Pull out every line of the entries below that contains the word "white", copying each such line in full. Letter case counts.

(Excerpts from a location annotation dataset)

* Begin *

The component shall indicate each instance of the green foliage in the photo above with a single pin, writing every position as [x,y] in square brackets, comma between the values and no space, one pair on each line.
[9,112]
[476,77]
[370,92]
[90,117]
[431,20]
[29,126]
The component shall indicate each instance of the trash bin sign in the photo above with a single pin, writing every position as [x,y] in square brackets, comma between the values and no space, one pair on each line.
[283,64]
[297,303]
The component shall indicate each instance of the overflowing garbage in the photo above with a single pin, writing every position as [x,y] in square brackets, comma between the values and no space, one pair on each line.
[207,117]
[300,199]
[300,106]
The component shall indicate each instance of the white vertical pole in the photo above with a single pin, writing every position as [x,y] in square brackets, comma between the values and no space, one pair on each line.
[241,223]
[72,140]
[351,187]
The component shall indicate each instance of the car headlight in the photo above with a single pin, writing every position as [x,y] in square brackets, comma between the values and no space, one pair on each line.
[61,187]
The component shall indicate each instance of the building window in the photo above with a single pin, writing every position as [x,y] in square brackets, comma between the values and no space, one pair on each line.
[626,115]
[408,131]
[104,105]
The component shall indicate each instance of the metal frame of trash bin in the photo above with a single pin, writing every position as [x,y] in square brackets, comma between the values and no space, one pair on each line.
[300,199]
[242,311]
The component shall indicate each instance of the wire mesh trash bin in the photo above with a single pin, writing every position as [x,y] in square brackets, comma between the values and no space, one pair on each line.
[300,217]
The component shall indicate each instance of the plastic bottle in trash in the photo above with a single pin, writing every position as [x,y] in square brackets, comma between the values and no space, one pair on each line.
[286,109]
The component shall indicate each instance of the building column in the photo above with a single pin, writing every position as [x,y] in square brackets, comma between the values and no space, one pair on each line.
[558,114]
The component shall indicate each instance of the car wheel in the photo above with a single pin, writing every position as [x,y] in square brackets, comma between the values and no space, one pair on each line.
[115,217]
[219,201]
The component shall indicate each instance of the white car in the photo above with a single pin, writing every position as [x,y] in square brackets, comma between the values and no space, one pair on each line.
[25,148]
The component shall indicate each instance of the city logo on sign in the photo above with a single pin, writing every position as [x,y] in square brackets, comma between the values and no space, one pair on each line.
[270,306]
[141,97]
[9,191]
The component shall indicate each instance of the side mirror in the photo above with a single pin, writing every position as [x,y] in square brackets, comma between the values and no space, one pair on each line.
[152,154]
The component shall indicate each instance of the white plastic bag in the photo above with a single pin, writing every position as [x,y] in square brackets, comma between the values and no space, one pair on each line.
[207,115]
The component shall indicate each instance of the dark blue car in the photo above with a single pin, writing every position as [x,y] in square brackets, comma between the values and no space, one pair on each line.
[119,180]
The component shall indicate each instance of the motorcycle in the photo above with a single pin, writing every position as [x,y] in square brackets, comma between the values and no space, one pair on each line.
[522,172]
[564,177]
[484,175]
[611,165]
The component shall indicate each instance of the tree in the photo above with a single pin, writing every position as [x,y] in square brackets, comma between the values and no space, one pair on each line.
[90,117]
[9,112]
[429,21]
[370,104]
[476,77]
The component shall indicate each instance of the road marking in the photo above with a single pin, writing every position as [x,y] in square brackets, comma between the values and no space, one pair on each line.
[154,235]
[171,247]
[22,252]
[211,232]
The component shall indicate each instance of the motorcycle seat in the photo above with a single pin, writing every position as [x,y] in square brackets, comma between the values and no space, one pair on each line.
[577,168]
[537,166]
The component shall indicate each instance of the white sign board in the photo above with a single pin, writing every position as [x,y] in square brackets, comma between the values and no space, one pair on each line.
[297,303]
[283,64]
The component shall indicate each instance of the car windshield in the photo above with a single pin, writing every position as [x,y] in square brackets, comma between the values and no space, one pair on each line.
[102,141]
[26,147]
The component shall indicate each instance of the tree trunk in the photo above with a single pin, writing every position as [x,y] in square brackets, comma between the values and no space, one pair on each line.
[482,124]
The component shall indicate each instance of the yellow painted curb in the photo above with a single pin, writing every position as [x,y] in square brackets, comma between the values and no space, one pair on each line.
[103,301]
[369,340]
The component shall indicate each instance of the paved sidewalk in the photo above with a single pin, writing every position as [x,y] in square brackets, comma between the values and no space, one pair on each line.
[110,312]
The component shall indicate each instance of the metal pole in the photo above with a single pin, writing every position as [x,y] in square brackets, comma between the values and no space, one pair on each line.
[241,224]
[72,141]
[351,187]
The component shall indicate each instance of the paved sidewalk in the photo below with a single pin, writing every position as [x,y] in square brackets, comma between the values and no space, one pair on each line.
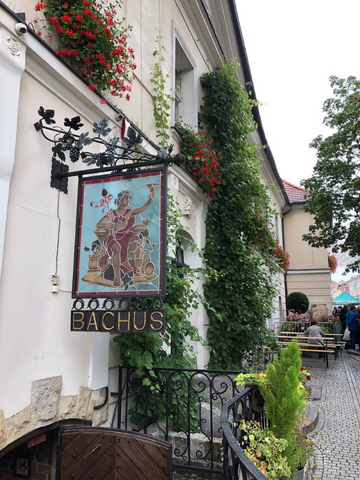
[336,392]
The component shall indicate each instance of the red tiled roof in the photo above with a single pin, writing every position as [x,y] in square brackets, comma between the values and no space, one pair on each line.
[294,193]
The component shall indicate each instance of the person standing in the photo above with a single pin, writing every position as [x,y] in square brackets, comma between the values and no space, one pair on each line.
[351,324]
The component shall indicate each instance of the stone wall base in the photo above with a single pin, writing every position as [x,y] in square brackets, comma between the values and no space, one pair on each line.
[48,407]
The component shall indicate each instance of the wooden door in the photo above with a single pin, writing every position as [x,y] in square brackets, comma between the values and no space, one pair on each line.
[109,454]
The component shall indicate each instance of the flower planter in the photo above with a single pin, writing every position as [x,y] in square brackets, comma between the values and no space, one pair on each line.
[257,400]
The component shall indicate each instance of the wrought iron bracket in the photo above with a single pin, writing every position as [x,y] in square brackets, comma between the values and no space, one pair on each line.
[114,154]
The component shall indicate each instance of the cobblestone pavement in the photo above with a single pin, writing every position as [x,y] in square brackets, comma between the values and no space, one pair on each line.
[337,434]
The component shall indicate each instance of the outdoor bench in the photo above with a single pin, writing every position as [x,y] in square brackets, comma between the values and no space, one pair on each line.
[325,348]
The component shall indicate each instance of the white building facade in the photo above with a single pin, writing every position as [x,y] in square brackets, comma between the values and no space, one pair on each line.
[50,376]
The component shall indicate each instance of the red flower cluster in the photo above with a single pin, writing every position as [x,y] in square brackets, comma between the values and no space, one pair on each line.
[39,6]
[202,161]
[94,42]
[332,263]
[306,373]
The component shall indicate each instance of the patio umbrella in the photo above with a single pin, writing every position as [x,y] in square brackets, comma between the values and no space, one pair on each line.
[345,299]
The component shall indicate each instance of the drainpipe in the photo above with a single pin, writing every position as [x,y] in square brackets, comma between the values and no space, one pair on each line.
[283,238]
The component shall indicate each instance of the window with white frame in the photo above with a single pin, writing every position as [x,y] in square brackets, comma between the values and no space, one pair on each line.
[185,84]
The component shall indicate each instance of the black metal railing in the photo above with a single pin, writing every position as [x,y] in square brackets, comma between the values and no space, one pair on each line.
[236,464]
[179,405]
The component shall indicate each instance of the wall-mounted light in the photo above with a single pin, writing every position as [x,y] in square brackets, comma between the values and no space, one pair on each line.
[55,283]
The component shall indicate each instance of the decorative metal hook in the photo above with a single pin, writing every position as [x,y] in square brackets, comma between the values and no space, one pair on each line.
[116,154]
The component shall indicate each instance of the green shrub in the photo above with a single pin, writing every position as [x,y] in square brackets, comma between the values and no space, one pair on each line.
[297,301]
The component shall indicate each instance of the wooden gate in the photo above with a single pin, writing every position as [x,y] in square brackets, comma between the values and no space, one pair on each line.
[109,454]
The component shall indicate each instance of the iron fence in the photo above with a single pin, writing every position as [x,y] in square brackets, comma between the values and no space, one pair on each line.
[236,465]
[179,405]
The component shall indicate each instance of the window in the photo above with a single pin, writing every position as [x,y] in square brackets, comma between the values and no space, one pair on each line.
[185,84]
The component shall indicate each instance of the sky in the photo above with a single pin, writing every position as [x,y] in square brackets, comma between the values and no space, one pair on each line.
[293,48]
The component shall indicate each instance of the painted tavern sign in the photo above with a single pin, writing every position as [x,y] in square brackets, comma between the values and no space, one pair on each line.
[120,246]
[120,236]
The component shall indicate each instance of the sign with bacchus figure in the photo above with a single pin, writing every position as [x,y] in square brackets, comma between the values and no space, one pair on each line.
[120,253]
[121,243]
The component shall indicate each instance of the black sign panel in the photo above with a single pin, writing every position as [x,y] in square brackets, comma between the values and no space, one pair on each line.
[118,321]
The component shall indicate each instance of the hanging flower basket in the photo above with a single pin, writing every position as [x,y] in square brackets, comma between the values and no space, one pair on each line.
[92,40]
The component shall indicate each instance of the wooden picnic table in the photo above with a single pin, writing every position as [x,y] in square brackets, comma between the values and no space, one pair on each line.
[328,345]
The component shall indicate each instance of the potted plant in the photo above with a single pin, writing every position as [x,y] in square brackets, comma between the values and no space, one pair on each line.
[282,386]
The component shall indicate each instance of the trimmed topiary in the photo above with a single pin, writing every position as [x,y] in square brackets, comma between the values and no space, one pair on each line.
[297,301]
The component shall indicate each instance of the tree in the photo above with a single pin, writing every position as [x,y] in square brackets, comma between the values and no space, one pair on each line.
[334,188]
[297,301]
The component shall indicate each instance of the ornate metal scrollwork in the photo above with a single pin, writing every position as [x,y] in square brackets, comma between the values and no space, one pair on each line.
[116,154]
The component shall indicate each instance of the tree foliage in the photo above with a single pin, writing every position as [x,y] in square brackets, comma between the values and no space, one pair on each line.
[239,242]
[297,301]
[334,188]
[285,399]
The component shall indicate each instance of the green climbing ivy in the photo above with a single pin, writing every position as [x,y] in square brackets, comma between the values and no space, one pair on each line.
[161,98]
[239,243]
[150,350]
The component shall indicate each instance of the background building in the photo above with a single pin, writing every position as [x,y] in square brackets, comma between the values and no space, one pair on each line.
[309,271]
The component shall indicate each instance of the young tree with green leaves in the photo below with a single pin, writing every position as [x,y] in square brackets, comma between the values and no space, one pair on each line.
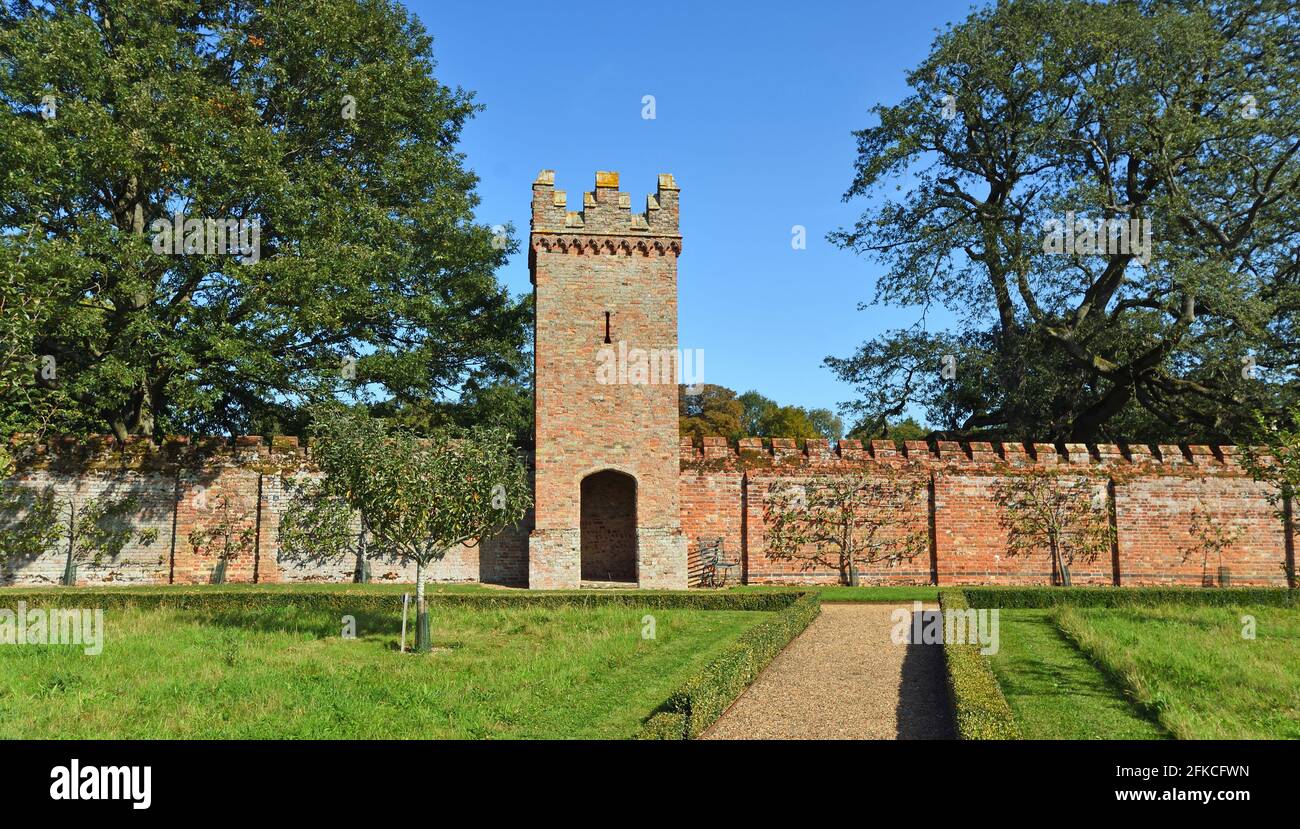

* End *

**Task answer:**
The component shall indicate each instance of the white vertical pole in the photo above with a single pin, writing every position as [x,y] in square brackets, comma between the values and no space, one pair on each line.
The component shall indicate each instance of the white car in the photo above with a single pin, writing every position as [x,y] in square brackets, comma between the values and no space, one pair on each line.
The component shall indicate each instance of the white plastic bag in the photo above with a single pin, writing every position as [x,y] in square brackets, comma between the values and no space, one pair on each line.
The component shall indicate each instance of the white sign board in the photo above with a single pin, writing every position as [x,y] in square brackets, comma between the values and no space, one pair on each line.
The component shall indicate each instance of the white building facade in the photo above with a single pin, writing every position as [x,y] in square brackets, comma between the values and no space, one pair on each line.
The component shall indicate each instance of the window with white frame in the photo above with a single pin, writing every position as [x,y] in square brackets, comma between the values and no space, one pair on each line.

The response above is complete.